> **Problemas a resolver**
**A)** Reescreva em forma de lista o parágrafo que começa com "Educar em tempos de império do capital", no texto sobre o sentido do conhecimento na escola, mantendo suas informações principais.
**B)** Retome o texto sobre o sentido do conhecimento na escola e dê continuidade a ele a partir da última frase apresentada.

> **Texto-fonte**
=-=-=
A esse respeito, Voltolini (2012) esclarece que a falta de sentido do conhecimento é uma das principais mazelas com que a escola precisa lidar na atualidade. Não se restringe ao âmbito discente, atingindo, também, os professores, que, cada vez mais, se veem convocados a realizar a difícil tarefa de defender, para além de seu próprio interesse particular, o valor dos conteúdos que ministram. Segundo o autor, esse declínio do sentido do conhecimento, no entanto, não se resolve com vãs tentativas de lhe conferir um sentido individual, justamente porque o sentido é algo que não pode ser encontrado fora da referência a outro, ou seja, fora de uma tradição. "Não há conhecimento cujo sentido não se assente no laço que o liga a uma turba discursiva na qual todos pegamos carona" (Voltolini, 2012, p. 113).

A questão, hoje, é que os mais experientes, dentre os quais podemos situar os professores, parecem tão angustiados com o futuro como o estão os mais jovens, de modo que duvidam de que ele possa ser promissor para si e para seus alunos. Sem a tradição das gerações anteriores para nortear em direção a algum horizonte de sentido sólido e discernível, o interesse dos alunos pelo aprender parece ir-se diluindo conforme vão avançando em sua escolarização para, aos poucos, transformar-se numa apatia quase incontornável quando chegam ao ensino médio (Oliveira, Lima, & Colares, 2019).

Educar em tempos de império do capital não é, portanto, uma tarefa fácil. O conhecimento deixa de possuir valor de uso para adquirir valor de troca, funcionando como um produto a ser comercializado. A escola perde sua significação enquanto "templo do saber" e torna-se uma organização prestadora de serviços. O aluno, por sua vez, antes visto como um sujeito a quem a instituição escolar deveria conferir condição de cidadania, passa a ser definido em termos de aprendizados acumulados; aprendizados esses que só têm valor social se apresentarem alguma utilidade em termos de colocação profissional.
=-=-=
> **Dados fornecidos**
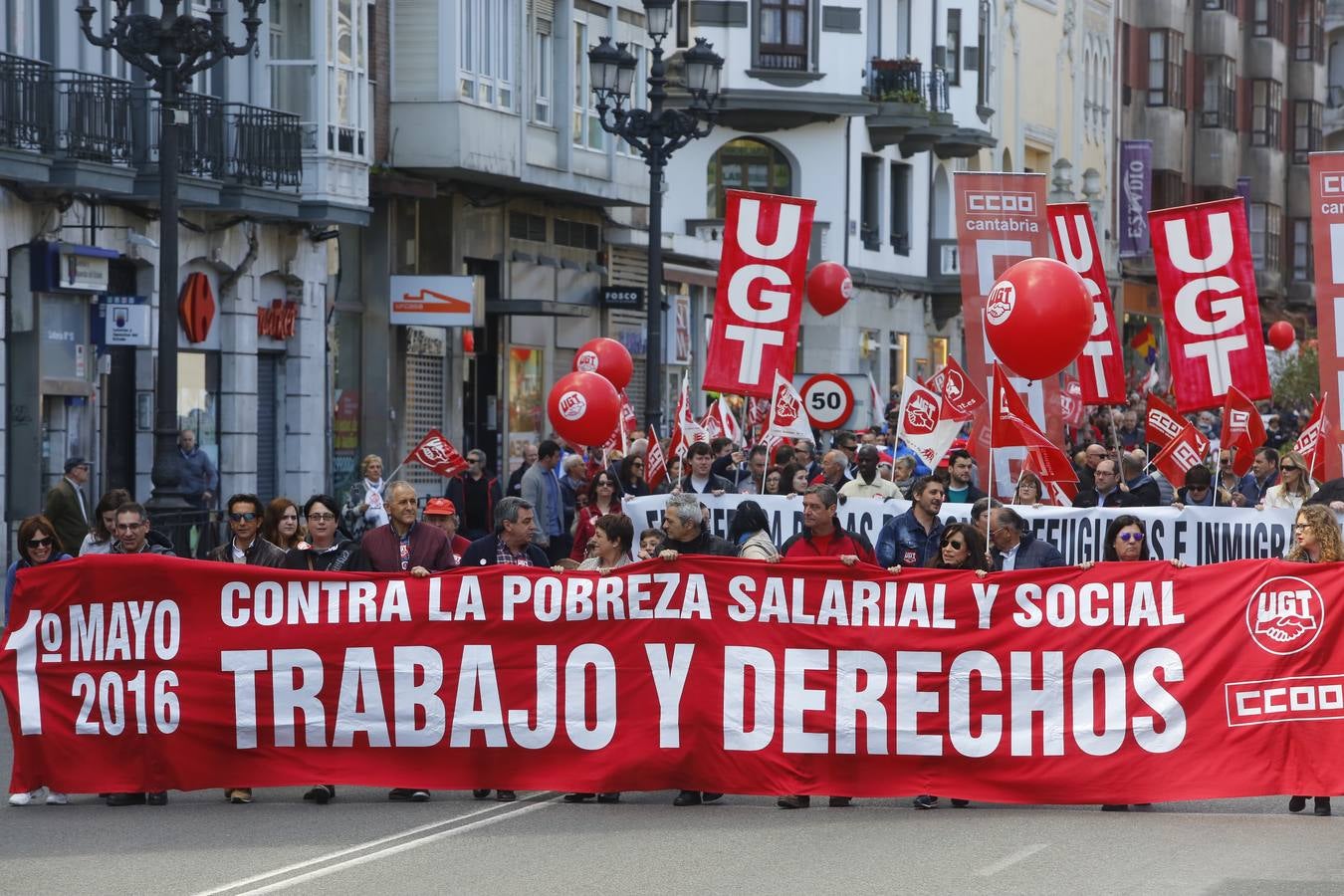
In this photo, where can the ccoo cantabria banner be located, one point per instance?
(1125, 683)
=-=-=
> **Respostas escritas**
**A)**
- Educar sob o império do capital não é tarefa fácil.
- O conhecimento perde o valor de uso e adquire valor de troca, funcionando como produto a ser comercializado.
- A escola deixa de ser o "templo do saber" e se torna uma organização prestadora de serviços.
- O aluno, antes visto como sujeito a quem a escola deveria conferir condição de cidadania, passa a ser definido pelos aprendizados acumulados.
- Esses aprendizados só têm valor social se tiverem utilidade para a colocação profissional.

**B)**
Nesse sentido, Laval (2019) aponta que a concepção dominante da educação tem duas dimensões: por um lado, ela é utilitarista no que diz respeito à ideia que confere ao saber, e, por outro, é liberal no modo de organização da escola. Se o conhecimento é tomado como uma ferramenta que deve servir a um indivíduo em sua tentativa de alcançar posições socioeconômicas mais vantajosas, a escola passa a ser vista como um instrumento de bemestar econômico, na medida em que parece existir apenas para preparar seus alunos para, num futuro próximo, serem exatamente o que as empresas necessitam. Mas se o conhecimento se torna um recurso privado que pode gerar rendas mais elevadas, a relação educacional facilmente passa a ser regida por uma lógica essencialmente comercial.

Foi tomando como base esse cenário que Laval (2019) cunhou o termo "neoliberalismo escolar" ao discutir a realidade atual do sistema educacional na França, que passa por um momento de derrocada do ensino público, movimento que, se na Europa ainda está sendo engendrado, no Brasil, já é fato consumado. A esse respeito, esclarece:

A escola neoliberal é a designação de certo modelo escolar que considera a educação um bem essencialmente privado, cujo valor é, acima de tudo, econômico. Não é a sociedade que garante o direito à cultura a seus membros; são os indivíduos que devem capitalizar recursos privados cujo rendimento futuro será garantido pela sociedade. Essa privatização é um fenômeno que atinge tanto o sentido do saber e as instituições que transmitem os valores e os conhecimentos quanto o próprio vínculo social. (Laval, 2019, p. 17)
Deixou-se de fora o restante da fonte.